Listed entries>
'''

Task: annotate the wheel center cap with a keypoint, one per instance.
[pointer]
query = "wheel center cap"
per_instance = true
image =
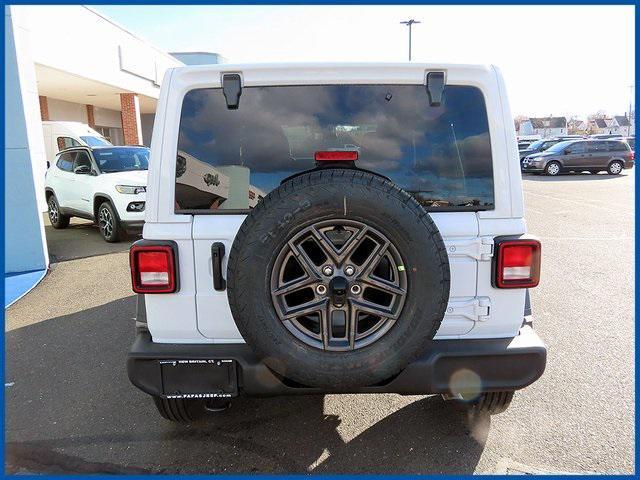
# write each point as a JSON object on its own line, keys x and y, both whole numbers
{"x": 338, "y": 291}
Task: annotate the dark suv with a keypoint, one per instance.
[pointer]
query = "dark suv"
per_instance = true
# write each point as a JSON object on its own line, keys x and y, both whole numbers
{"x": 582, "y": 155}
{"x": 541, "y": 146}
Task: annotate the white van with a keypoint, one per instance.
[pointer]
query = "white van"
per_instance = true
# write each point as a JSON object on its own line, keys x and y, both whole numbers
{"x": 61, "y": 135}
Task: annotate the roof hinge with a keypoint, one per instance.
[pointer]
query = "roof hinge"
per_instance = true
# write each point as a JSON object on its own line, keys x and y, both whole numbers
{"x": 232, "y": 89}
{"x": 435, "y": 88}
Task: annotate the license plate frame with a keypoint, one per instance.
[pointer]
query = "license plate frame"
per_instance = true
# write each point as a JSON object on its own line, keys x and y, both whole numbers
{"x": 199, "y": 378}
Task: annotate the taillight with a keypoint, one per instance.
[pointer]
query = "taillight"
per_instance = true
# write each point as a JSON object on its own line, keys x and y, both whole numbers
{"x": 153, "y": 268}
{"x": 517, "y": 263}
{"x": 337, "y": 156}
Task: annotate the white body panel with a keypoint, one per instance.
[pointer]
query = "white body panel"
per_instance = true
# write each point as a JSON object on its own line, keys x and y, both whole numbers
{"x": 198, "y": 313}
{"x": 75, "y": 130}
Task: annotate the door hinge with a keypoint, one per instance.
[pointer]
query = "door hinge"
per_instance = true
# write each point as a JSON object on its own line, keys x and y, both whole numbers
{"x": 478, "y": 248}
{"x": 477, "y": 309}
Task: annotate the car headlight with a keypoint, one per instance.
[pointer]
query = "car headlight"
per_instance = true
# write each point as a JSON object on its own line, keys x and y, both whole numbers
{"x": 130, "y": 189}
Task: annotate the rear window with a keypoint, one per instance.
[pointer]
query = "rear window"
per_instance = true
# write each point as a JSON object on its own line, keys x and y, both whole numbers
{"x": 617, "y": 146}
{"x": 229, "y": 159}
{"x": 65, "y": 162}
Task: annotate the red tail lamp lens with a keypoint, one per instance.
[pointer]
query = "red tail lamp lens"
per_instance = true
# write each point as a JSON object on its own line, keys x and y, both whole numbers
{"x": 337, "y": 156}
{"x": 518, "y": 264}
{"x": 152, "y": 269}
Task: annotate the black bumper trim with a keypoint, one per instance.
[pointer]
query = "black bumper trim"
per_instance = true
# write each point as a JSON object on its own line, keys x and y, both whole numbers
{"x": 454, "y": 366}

'''

Description of the task>
Scan the entries above for the word "frame", then copy every line in which it occurs.

Reply>
Task: annotate the license plate frame with a keypoint, one per instance.
query = "license plate frame"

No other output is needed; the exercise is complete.